Dataset records:
BEGIN

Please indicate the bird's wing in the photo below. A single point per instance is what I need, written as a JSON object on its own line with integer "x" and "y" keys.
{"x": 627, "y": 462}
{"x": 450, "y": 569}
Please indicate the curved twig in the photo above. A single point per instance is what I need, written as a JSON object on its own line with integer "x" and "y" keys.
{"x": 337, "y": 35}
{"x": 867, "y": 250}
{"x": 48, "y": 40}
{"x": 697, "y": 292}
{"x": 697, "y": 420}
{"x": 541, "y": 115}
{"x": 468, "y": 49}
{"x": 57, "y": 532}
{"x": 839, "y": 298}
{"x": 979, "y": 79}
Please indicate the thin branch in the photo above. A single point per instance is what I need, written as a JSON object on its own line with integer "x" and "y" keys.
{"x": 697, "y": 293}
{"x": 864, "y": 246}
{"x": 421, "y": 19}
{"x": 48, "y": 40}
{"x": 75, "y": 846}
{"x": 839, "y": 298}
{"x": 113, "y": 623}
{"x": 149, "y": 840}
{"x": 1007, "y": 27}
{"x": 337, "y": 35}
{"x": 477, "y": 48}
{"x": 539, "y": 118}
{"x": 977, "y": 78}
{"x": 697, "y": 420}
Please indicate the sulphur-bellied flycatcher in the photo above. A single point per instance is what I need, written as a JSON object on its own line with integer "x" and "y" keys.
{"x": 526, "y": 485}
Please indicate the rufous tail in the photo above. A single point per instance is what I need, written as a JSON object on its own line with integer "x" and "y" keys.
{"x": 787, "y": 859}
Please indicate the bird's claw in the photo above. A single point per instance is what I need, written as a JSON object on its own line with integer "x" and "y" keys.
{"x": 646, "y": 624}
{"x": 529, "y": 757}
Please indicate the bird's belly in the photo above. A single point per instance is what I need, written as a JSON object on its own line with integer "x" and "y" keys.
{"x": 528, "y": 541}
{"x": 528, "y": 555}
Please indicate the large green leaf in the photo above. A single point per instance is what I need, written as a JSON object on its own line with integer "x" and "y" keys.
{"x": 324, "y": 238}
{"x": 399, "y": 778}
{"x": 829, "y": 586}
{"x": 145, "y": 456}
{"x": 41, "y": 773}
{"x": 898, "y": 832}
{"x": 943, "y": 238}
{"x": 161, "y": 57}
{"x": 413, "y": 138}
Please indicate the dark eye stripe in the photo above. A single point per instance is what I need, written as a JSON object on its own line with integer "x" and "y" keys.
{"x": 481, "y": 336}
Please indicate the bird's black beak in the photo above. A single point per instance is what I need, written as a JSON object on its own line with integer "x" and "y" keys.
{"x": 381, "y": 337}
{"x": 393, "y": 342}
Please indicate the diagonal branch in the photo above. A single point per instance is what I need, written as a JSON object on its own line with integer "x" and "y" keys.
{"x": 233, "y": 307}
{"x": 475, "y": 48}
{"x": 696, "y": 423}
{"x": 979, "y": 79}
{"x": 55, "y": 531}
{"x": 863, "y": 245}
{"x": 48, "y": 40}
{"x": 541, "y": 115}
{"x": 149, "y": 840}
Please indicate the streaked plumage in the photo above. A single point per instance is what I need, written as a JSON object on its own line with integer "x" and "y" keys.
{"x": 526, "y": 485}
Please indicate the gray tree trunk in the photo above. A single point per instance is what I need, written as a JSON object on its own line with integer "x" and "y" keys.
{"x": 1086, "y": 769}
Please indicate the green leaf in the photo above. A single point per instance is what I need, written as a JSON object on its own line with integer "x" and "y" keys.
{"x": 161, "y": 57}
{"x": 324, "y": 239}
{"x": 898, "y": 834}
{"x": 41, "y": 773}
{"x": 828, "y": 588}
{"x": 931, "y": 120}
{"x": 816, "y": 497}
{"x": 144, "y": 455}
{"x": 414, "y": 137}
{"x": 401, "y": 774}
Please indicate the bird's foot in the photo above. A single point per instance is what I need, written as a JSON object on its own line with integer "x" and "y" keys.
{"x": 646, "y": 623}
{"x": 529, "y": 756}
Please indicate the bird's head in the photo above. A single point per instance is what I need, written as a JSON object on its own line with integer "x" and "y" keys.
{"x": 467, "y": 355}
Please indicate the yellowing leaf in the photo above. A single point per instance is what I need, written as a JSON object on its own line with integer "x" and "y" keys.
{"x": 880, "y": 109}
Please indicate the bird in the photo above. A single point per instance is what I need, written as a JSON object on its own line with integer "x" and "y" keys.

END

Repeat the data. Every word must match.

Output
Please indicate the bird's wing in the photo below. A single point per instance is what I need, written as a JSON object on its own line with integer "x" and "y" keys.
{"x": 627, "y": 462}
{"x": 450, "y": 569}
Please indicate the curved twig in the photo above. A single point per instance is what I need, written as a JSON object on its own line with integer "x" and "y" keys.
{"x": 337, "y": 35}
{"x": 867, "y": 250}
{"x": 48, "y": 40}
{"x": 697, "y": 292}
{"x": 697, "y": 420}
{"x": 541, "y": 115}
{"x": 468, "y": 49}
{"x": 57, "y": 532}
{"x": 839, "y": 298}
{"x": 979, "y": 79}
Please indicate the thin branch in the photo above. A single point per instance is what I need, written as a JSON object on its own line with integer "x" and "y" keys.
{"x": 697, "y": 293}
{"x": 864, "y": 246}
{"x": 421, "y": 19}
{"x": 48, "y": 40}
{"x": 75, "y": 846}
{"x": 839, "y": 298}
{"x": 113, "y": 623}
{"x": 149, "y": 840}
{"x": 1007, "y": 27}
{"x": 337, "y": 35}
{"x": 477, "y": 48}
{"x": 539, "y": 118}
{"x": 977, "y": 78}
{"x": 697, "y": 420}
Please indicate the sulphur-bellied flycatcher in the photo above. A single point per instance is what I need, written as a JSON object on its own line with integer "x" and "y" keys.
{"x": 526, "y": 485}
Please indicate the rufous tail in the photo above. A single point per instance is what I need, written as a JSON object on its own line with integer "x" and "y" keys.
{"x": 787, "y": 859}
Please indicate the bird's claw in the photo above. A single point per instance is what I need, written as a JSON object on its own line with integer "x" and "y" keys.
{"x": 646, "y": 624}
{"x": 529, "y": 757}
Please indicate the bird's belly in the photo above. A single point per instance is what I need, written as a JSON object on its own line with integer "x" and "y" keys.
{"x": 528, "y": 541}
{"x": 528, "y": 555}
Please indicate the large green leaf in the photo above. A single point per instance is what I need, written as a JSON object on its own line with integer "x" and "y" keys.
{"x": 324, "y": 238}
{"x": 399, "y": 778}
{"x": 829, "y": 586}
{"x": 145, "y": 456}
{"x": 41, "y": 773}
{"x": 898, "y": 832}
{"x": 943, "y": 238}
{"x": 161, "y": 57}
{"x": 413, "y": 138}
Please indicate the dark eye stripe in the photo above. A single point per instance is what I need, written as a JSON object on its own line with integer "x" and "y" keys.
{"x": 481, "y": 336}
Please indicate the bird's black beak in the photo above. A single point per instance is what I need, written as a JSON object on its own line with integer "x" and "y" keys.
{"x": 381, "y": 337}
{"x": 393, "y": 342}
Please indicate the diagonal branch in the photo above. A single point per instance is what I need, written as a JSON object on its own line with integer "x" and "y" keys.
{"x": 233, "y": 307}
{"x": 475, "y": 48}
{"x": 696, "y": 423}
{"x": 979, "y": 79}
{"x": 55, "y": 531}
{"x": 863, "y": 245}
{"x": 48, "y": 40}
{"x": 541, "y": 115}
{"x": 149, "y": 840}
Please indicate the streaked plumage in the photo above. A single point per instance is what I need, written as a JSON object on its own line with integer "x" and "y" keys.
{"x": 526, "y": 485}
Please indicate the gray tree trunk in the photo above. A single point per instance is what I need, written as a JSON object on its own line with integer "x" and "y" keys.
{"x": 1086, "y": 769}
Please indicate the green leaf in the photo above. A single point per instance is what I need, written as a JSON object on its own line with integer "x" and "y" keys.
{"x": 161, "y": 57}
{"x": 324, "y": 239}
{"x": 898, "y": 834}
{"x": 41, "y": 773}
{"x": 828, "y": 588}
{"x": 931, "y": 120}
{"x": 816, "y": 497}
{"x": 144, "y": 455}
{"x": 414, "y": 137}
{"x": 401, "y": 774}
Please indicate the bird's foot in the photo above. A single point per instance is what I need, written as a JSON object on its own line with integer "x" and "y" keys.
{"x": 646, "y": 623}
{"x": 529, "y": 756}
Please indicate the bird's head in the photo above. A single point per instance is what I need, written as a JSON object on its own line with integer "x" and "y" keys.
{"x": 467, "y": 355}
Please indicate the yellowing leaf in the photo above. A single point per instance is what I need, written as a JSON object on its own line with integer "x" and "y" keys.
{"x": 880, "y": 109}
Please indicate the bird in the photo above. A single point per instance is what I need, written as a JSON object on its own line with integer "x" and "y" keys.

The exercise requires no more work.